The request
Please return each line from the entries below that contains the word "mountain", copied in full.

Record extracts
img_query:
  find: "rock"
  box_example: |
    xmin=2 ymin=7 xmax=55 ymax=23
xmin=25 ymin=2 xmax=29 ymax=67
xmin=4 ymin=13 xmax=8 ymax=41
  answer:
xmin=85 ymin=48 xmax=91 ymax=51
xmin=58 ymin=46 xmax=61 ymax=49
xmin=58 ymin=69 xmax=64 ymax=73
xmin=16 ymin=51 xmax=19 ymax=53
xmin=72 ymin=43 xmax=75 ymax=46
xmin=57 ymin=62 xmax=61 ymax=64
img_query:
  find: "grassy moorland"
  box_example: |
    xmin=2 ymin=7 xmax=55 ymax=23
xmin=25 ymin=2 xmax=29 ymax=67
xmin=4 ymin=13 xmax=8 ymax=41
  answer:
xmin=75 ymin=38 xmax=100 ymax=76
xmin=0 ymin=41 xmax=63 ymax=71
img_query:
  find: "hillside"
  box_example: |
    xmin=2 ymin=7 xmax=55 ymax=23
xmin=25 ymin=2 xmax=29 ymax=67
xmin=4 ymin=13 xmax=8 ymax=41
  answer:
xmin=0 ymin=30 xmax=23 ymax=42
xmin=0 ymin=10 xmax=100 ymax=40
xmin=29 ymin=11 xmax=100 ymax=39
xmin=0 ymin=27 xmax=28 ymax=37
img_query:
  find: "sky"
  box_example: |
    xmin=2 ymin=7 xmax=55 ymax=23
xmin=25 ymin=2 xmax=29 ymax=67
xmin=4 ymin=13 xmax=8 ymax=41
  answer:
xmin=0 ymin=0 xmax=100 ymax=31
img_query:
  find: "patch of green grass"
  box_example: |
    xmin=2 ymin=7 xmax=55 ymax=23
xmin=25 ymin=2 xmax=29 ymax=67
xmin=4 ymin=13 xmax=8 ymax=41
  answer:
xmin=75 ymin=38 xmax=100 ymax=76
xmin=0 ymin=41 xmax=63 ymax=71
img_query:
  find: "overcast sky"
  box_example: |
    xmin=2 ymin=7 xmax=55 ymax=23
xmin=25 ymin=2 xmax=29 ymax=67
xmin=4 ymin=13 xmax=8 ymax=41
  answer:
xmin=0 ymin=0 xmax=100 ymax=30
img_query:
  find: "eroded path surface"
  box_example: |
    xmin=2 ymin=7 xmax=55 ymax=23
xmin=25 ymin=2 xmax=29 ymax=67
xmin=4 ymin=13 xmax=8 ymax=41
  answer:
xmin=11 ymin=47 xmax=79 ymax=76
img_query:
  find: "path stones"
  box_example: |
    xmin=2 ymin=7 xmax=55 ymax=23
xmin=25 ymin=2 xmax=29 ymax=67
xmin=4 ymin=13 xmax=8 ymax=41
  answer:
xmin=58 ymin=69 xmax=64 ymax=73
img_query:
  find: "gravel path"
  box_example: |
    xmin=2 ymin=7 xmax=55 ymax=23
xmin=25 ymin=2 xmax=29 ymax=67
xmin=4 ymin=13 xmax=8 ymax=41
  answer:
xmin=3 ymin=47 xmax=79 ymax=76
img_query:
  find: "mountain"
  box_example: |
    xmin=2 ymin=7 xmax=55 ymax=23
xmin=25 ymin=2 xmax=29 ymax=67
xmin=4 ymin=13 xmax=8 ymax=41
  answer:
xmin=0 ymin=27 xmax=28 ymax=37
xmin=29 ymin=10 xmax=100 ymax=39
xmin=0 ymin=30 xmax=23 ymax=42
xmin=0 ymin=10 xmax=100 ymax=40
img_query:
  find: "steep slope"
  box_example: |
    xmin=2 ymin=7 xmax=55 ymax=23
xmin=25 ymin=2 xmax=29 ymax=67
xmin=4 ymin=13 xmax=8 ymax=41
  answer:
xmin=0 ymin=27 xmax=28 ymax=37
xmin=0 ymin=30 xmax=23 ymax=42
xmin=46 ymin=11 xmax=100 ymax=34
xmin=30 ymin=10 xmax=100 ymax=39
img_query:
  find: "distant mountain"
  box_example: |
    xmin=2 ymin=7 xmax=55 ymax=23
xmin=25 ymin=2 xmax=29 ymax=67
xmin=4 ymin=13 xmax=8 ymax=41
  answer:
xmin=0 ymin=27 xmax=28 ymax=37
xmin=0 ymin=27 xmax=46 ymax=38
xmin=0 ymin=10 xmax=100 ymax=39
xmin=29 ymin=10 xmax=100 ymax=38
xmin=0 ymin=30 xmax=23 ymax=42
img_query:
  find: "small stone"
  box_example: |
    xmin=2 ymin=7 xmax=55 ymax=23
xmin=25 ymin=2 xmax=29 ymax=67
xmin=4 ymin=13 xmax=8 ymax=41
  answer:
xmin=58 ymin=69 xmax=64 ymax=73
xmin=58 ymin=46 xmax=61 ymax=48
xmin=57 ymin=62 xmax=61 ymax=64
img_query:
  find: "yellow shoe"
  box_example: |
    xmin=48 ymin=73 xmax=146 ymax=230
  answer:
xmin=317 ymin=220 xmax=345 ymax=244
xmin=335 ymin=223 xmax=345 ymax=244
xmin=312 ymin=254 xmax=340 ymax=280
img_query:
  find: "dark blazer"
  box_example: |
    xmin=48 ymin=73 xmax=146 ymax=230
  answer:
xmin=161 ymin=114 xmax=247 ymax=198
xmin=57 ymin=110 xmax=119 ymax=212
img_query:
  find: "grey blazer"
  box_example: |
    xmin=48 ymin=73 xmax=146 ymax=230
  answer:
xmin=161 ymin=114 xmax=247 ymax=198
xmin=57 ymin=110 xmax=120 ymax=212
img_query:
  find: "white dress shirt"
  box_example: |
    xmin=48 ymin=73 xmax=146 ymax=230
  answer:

Finished answer
  find: "mountain"
  find: "distant mountain"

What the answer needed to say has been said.